**Aim**
Reproduce every one of the records below, changing each occurrence of "outline" to "contour" and leaving all other text unchanged. Omit the pictures from your answer.

**Provided records**
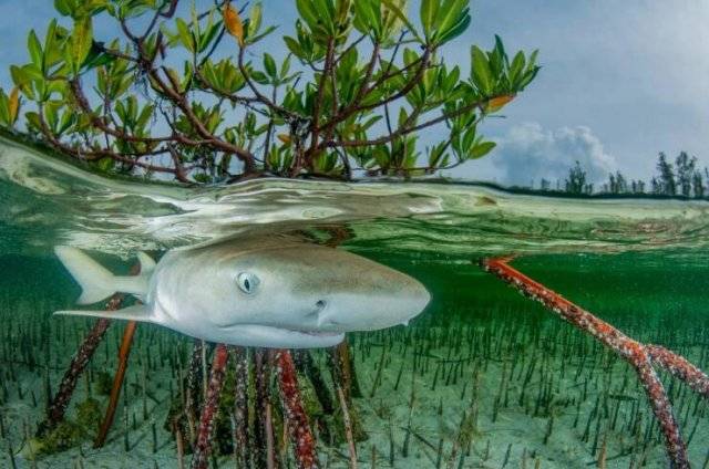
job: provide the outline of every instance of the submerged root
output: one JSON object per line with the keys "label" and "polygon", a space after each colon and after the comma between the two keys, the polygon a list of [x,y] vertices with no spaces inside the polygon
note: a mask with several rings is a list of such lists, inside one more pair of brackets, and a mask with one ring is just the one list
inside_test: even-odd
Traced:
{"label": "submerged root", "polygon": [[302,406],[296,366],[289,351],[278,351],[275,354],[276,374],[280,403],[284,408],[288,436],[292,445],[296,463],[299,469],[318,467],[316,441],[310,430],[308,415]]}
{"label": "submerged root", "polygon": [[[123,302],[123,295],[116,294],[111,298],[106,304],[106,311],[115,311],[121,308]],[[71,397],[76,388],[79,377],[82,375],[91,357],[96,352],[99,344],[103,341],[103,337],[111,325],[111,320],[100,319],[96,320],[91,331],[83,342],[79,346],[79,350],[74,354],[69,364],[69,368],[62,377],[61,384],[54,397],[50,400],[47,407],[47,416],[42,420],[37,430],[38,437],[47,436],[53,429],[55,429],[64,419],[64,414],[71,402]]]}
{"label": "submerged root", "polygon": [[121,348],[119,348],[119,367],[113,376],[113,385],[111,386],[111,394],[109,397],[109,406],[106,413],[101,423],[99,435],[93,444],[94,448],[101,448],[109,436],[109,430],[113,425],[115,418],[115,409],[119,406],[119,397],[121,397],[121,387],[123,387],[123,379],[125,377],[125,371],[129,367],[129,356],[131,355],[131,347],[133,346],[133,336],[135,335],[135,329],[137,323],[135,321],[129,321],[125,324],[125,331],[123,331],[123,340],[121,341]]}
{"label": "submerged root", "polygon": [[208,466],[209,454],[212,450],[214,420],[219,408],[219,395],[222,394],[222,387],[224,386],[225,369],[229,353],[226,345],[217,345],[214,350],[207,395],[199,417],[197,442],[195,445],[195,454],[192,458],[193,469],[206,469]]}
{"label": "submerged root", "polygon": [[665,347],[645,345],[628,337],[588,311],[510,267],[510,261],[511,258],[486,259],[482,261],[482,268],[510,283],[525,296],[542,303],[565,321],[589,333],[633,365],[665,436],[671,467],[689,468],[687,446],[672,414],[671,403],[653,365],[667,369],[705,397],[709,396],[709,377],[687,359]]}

**Answer for this exercise**
job: provide the contour of every instance of the submerged root
output: one JSON object per line with the keys "label" and "polygon", a space after each colon and after the comma between the two keys, the polygon a list of [x,y] vertices with no spaces inside the polygon
note: a mask with several rings is a list of such lists, inside one more pair of brackets, and a mask with one ring is just the one list
inside_test: even-odd
Traced:
{"label": "submerged root", "polygon": [[302,406],[296,366],[289,351],[278,351],[275,354],[276,374],[280,403],[284,408],[288,436],[292,445],[296,463],[299,469],[318,467],[316,441],[310,430],[308,415]]}
{"label": "submerged root", "polygon": [[[123,302],[123,295],[116,294],[111,298],[106,304],[106,311],[115,311],[121,308]],[[71,397],[76,388],[79,377],[82,375],[91,357],[96,352],[99,344],[103,341],[103,337],[111,325],[111,320],[100,319],[96,320],[91,331],[83,342],[79,346],[79,350],[74,354],[69,364],[69,368],[62,377],[61,384],[54,397],[50,400],[47,407],[47,416],[42,420],[37,430],[38,437],[47,436],[53,429],[55,429],[64,419],[64,414],[71,402]]]}
{"label": "submerged root", "polygon": [[121,348],[119,348],[119,367],[113,376],[113,385],[111,386],[111,394],[109,397],[109,406],[106,413],[101,423],[99,435],[93,444],[94,448],[101,448],[109,436],[109,430],[113,425],[115,418],[115,409],[119,406],[119,397],[121,397],[121,387],[123,387],[123,379],[125,377],[125,371],[129,367],[129,356],[131,355],[131,347],[133,346],[133,336],[135,335],[135,329],[137,323],[135,321],[129,321],[125,324],[125,331],[123,331],[123,340],[121,341]]}
{"label": "submerged root", "polygon": [[208,466],[209,454],[212,450],[214,420],[219,408],[219,395],[222,394],[222,387],[224,386],[225,369],[229,353],[226,345],[217,345],[214,350],[207,395],[199,417],[197,442],[195,445],[195,454],[192,458],[193,469],[206,469]]}
{"label": "submerged root", "polygon": [[665,347],[645,345],[628,337],[588,311],[510,267],[510,261],[511,258],[486,259],[482,261],[482,268],[510,283],[525,296],[542,303],[565,321],[589,333],[633,365],[665,436],[671,467],[689,468],[687,446],[672,414],[671,403],[653,365],[667,369],[705,397],[709,396],[709,377],[687,359]]}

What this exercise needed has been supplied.